Start of PROVIDED MATERIAL

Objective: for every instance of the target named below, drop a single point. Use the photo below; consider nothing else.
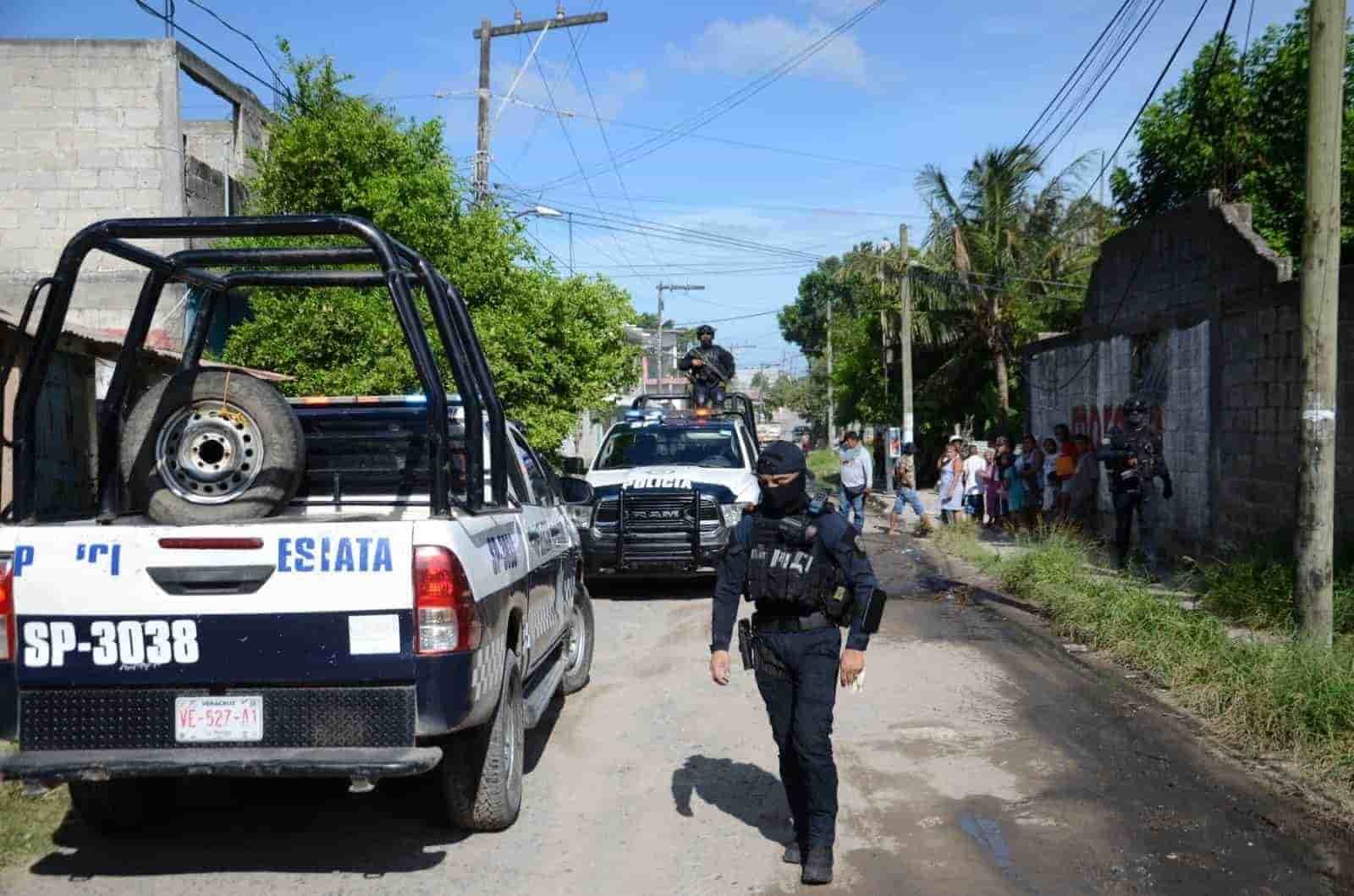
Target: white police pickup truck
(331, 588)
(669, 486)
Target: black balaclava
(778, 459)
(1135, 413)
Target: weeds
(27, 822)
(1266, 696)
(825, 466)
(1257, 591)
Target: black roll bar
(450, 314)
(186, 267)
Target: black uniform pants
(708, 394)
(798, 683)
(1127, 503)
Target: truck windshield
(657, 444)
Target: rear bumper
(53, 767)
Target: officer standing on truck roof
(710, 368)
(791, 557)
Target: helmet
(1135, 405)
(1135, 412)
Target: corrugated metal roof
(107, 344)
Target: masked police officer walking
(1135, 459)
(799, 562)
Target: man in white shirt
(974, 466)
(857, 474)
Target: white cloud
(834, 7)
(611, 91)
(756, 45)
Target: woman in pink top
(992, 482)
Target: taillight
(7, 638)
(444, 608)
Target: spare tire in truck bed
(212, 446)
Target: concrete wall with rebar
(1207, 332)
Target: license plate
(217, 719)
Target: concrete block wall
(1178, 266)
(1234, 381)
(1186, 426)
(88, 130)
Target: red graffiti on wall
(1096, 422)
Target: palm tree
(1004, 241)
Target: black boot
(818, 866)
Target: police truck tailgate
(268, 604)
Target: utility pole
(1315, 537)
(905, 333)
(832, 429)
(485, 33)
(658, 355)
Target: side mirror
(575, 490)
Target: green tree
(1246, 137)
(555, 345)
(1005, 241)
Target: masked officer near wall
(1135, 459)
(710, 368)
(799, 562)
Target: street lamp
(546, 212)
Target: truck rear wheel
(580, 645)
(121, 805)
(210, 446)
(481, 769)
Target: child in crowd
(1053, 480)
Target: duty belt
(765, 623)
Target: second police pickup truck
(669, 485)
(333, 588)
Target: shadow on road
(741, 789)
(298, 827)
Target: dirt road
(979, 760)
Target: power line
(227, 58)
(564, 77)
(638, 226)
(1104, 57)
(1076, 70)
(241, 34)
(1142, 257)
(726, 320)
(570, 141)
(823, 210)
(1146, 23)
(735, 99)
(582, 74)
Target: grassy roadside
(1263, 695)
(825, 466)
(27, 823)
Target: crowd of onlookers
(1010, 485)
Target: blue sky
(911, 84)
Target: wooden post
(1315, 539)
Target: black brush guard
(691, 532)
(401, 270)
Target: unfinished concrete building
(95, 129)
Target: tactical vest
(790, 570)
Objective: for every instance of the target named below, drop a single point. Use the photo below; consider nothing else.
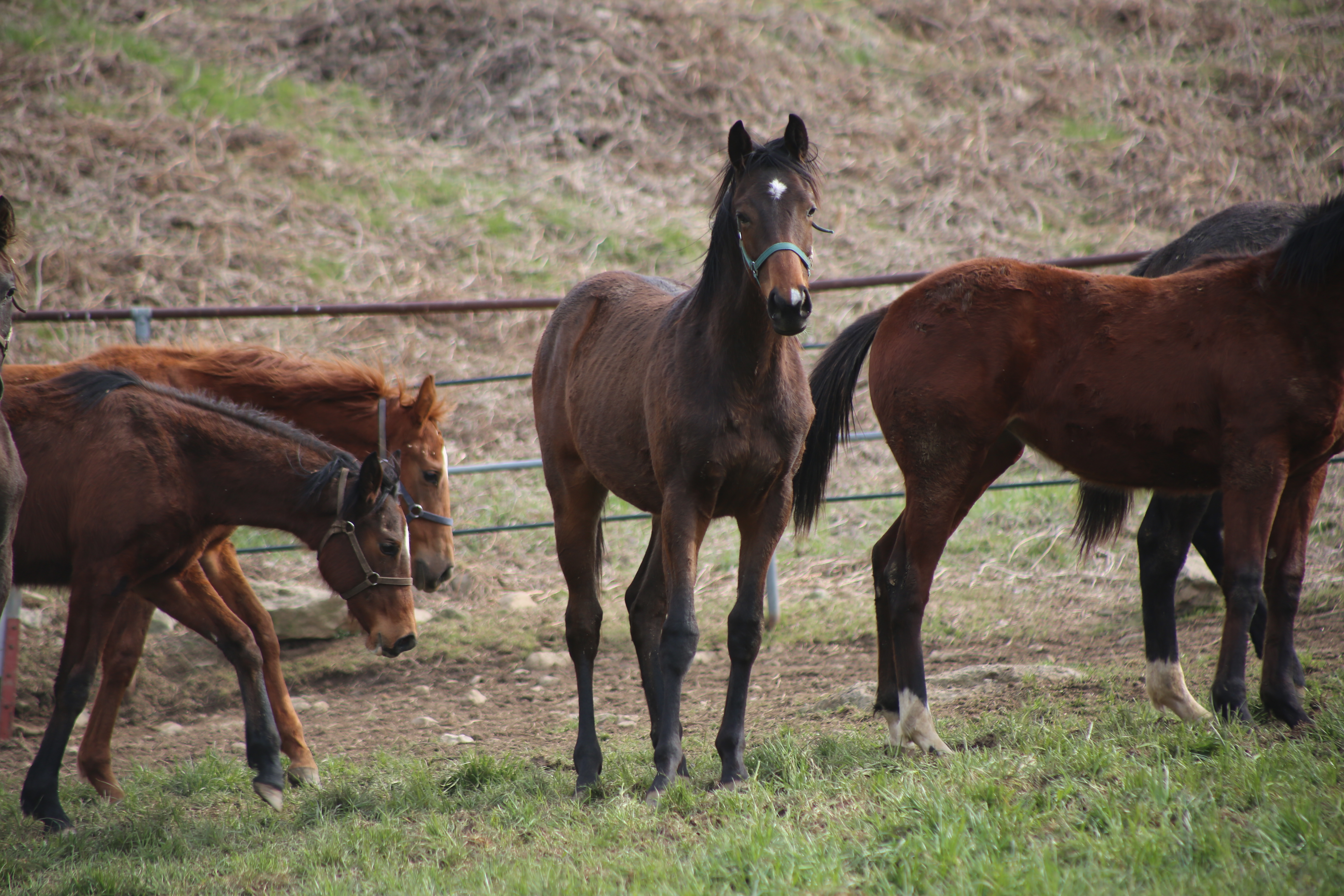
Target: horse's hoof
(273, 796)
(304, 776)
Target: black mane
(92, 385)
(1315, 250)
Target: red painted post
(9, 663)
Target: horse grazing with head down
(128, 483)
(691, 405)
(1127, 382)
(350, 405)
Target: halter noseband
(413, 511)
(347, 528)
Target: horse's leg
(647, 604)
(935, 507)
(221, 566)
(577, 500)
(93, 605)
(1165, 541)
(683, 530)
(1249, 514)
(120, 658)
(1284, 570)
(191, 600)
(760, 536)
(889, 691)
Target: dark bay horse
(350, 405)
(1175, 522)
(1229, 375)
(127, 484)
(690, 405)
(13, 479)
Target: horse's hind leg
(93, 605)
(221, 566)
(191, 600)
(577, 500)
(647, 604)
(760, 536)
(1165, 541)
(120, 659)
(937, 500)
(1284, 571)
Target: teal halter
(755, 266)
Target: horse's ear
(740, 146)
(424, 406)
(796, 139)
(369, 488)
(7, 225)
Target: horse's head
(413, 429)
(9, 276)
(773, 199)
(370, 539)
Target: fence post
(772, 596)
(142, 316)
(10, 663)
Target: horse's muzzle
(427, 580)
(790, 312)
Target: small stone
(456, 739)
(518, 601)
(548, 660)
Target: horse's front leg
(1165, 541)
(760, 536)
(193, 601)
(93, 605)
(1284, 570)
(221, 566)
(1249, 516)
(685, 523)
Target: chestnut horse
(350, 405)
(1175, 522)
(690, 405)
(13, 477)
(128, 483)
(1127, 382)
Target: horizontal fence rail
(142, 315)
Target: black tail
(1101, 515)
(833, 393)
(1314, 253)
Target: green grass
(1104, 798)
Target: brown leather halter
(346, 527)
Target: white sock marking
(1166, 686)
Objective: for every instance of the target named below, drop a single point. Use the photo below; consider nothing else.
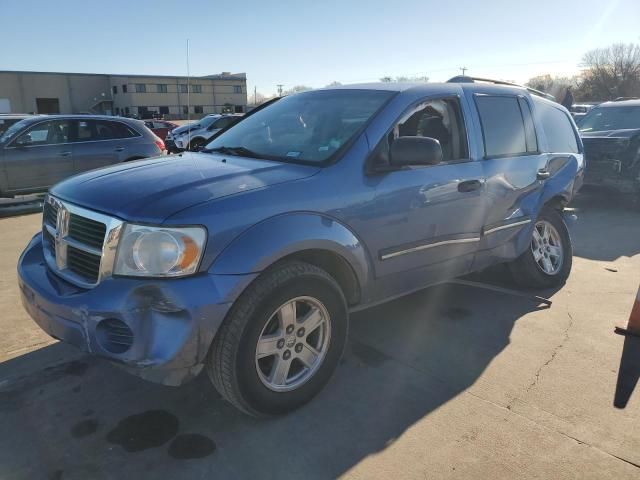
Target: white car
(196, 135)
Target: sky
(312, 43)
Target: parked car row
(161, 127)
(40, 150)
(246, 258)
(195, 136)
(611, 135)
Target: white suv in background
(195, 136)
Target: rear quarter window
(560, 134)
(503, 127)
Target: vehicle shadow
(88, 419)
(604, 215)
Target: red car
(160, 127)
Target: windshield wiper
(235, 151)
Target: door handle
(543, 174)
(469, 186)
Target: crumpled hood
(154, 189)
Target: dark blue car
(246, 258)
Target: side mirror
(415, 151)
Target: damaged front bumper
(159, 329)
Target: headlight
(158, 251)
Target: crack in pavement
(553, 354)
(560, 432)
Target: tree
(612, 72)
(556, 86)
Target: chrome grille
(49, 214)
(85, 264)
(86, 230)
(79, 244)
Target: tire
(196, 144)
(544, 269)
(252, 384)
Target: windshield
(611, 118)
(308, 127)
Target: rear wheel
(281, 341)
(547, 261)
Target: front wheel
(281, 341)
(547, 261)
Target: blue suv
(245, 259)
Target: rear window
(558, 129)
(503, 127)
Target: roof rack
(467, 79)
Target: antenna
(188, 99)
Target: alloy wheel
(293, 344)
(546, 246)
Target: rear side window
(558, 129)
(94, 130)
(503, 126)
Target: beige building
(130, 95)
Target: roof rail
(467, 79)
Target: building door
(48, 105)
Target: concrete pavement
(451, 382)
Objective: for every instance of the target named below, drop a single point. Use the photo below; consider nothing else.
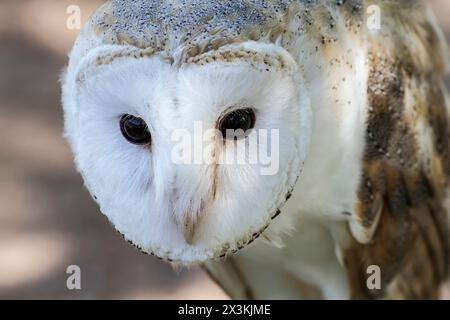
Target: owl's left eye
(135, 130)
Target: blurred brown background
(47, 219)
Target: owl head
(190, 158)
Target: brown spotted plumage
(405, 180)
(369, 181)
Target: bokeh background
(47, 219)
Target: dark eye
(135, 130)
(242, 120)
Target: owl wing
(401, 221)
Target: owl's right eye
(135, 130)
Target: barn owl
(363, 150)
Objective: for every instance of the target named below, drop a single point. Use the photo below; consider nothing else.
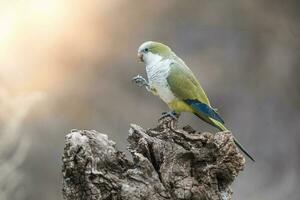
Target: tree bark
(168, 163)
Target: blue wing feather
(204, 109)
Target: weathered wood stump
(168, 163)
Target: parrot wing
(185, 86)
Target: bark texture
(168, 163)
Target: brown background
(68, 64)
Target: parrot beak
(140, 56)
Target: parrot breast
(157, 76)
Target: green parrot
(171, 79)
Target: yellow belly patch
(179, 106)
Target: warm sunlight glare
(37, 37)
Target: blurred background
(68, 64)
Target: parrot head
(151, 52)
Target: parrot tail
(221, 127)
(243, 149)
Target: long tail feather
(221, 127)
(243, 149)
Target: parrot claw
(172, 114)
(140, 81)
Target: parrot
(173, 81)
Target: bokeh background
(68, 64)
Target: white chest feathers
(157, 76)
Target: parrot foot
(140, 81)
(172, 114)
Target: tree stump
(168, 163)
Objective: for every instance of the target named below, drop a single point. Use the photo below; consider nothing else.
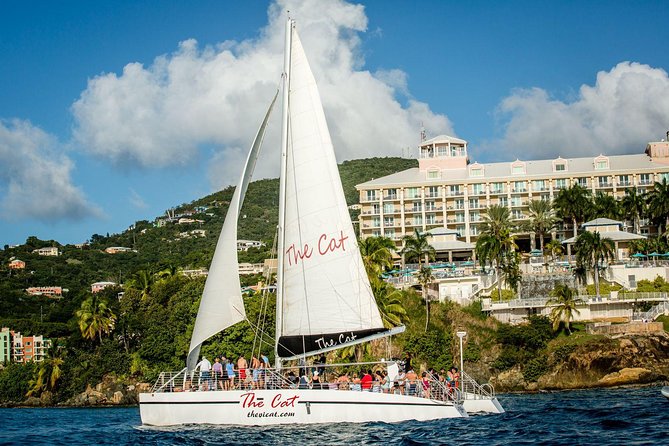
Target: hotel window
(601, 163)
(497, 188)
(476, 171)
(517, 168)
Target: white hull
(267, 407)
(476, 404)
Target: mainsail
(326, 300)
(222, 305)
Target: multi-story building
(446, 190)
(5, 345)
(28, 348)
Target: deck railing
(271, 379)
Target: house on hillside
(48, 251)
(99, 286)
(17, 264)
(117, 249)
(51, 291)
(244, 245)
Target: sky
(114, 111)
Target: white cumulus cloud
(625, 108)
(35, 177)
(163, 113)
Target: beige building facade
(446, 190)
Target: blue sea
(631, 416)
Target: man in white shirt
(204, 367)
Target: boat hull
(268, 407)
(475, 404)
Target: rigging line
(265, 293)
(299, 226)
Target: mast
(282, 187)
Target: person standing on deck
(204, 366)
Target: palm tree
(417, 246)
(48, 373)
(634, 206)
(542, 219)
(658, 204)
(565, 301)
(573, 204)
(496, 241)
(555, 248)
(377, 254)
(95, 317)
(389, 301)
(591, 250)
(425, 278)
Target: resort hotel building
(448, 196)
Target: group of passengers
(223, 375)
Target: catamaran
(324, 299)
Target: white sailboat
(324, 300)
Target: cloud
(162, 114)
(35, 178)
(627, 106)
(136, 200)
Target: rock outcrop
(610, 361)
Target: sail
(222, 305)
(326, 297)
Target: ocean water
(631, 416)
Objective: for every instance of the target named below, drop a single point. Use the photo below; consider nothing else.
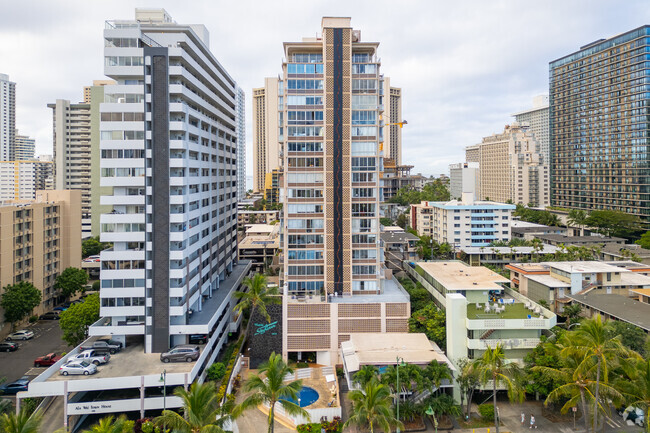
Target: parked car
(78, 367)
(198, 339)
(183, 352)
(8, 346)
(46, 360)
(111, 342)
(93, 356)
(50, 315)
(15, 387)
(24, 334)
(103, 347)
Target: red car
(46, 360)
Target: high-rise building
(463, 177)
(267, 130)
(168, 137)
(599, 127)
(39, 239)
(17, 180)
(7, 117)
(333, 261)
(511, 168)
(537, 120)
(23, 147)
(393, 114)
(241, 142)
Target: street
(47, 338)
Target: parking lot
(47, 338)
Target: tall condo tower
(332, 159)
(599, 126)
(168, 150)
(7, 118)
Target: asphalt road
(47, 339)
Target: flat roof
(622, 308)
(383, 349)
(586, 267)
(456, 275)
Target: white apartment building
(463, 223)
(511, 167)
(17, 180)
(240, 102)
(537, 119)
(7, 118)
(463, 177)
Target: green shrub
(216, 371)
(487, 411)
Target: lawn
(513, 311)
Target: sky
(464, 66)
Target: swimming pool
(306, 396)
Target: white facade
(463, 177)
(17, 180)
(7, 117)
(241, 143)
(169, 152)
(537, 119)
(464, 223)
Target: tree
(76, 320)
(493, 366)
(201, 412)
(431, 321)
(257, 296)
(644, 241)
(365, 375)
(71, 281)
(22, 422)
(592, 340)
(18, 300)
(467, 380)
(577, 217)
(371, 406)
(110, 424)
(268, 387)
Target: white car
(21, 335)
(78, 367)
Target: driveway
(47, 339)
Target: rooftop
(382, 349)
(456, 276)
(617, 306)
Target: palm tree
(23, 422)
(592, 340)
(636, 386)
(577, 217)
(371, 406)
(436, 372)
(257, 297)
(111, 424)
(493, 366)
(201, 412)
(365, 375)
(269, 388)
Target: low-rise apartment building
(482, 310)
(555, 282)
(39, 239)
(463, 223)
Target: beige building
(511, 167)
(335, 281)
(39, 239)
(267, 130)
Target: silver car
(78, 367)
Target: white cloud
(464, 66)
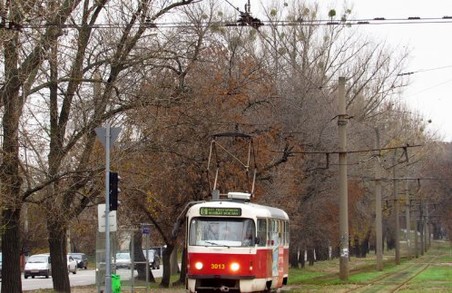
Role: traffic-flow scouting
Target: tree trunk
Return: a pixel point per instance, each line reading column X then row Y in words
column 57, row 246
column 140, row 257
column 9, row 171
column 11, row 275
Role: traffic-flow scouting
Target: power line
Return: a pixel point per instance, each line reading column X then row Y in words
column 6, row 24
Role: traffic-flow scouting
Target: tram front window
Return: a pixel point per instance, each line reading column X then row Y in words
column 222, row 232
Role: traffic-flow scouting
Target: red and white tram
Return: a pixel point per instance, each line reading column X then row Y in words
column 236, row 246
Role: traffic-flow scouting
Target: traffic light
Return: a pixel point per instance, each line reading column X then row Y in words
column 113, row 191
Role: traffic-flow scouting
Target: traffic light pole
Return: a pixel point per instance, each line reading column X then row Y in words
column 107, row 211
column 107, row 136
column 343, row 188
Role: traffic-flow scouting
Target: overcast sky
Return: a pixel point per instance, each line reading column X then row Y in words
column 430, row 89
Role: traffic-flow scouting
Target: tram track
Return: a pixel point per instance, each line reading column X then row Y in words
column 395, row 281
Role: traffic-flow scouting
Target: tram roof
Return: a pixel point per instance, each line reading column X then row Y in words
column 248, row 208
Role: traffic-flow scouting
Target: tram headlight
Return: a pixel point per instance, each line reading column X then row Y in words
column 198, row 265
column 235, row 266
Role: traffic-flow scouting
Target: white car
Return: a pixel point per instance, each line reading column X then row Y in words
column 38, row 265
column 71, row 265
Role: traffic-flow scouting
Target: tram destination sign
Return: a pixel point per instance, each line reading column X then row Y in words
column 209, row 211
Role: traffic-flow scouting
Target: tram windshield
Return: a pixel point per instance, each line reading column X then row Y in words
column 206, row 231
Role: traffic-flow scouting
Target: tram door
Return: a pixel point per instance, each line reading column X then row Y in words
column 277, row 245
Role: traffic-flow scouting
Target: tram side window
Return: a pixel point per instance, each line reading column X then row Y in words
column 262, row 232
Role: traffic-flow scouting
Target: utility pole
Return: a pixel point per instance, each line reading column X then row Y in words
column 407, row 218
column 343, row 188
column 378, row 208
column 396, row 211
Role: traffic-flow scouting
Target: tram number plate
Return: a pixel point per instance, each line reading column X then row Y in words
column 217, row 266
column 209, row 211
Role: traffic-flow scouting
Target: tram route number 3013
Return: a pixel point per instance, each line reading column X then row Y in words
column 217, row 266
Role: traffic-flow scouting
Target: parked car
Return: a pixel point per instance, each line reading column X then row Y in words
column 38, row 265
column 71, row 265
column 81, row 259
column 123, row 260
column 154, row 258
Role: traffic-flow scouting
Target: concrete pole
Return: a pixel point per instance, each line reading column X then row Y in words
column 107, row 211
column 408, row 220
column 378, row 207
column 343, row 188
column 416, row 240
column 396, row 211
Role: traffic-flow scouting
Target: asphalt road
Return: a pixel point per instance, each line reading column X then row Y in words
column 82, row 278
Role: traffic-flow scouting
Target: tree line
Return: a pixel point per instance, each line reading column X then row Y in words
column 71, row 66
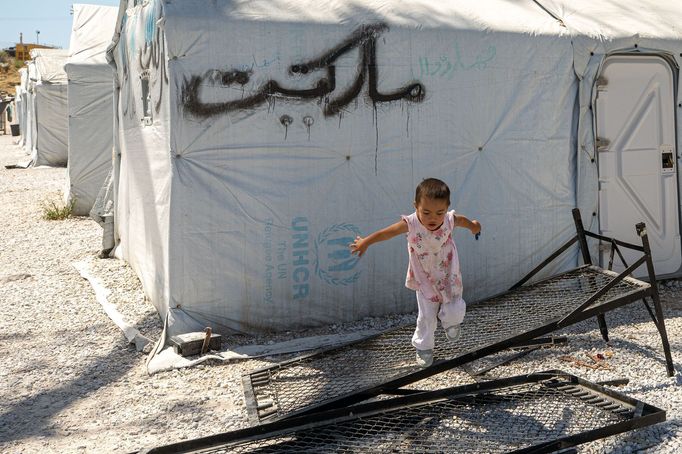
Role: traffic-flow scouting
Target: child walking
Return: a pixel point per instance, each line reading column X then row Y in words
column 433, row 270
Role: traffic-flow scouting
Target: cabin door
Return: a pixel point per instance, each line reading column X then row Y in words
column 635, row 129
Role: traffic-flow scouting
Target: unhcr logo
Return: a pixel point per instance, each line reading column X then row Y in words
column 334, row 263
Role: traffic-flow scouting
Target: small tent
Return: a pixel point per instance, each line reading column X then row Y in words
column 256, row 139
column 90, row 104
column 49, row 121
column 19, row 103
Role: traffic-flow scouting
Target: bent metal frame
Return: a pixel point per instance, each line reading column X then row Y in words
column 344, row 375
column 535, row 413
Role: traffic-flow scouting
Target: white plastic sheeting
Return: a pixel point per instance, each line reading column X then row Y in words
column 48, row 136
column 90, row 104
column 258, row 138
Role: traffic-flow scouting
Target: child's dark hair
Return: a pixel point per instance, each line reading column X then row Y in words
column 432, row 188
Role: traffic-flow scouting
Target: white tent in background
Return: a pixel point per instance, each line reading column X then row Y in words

End of PROVIDED MATERIAL

- [EXERCISE REQUIREMENTS]:
Go through the listing, find each line with the word "tent", and copy it.

- [ANSWER TO THE EXERCISE]:
Target: small tent
Target: white tent in background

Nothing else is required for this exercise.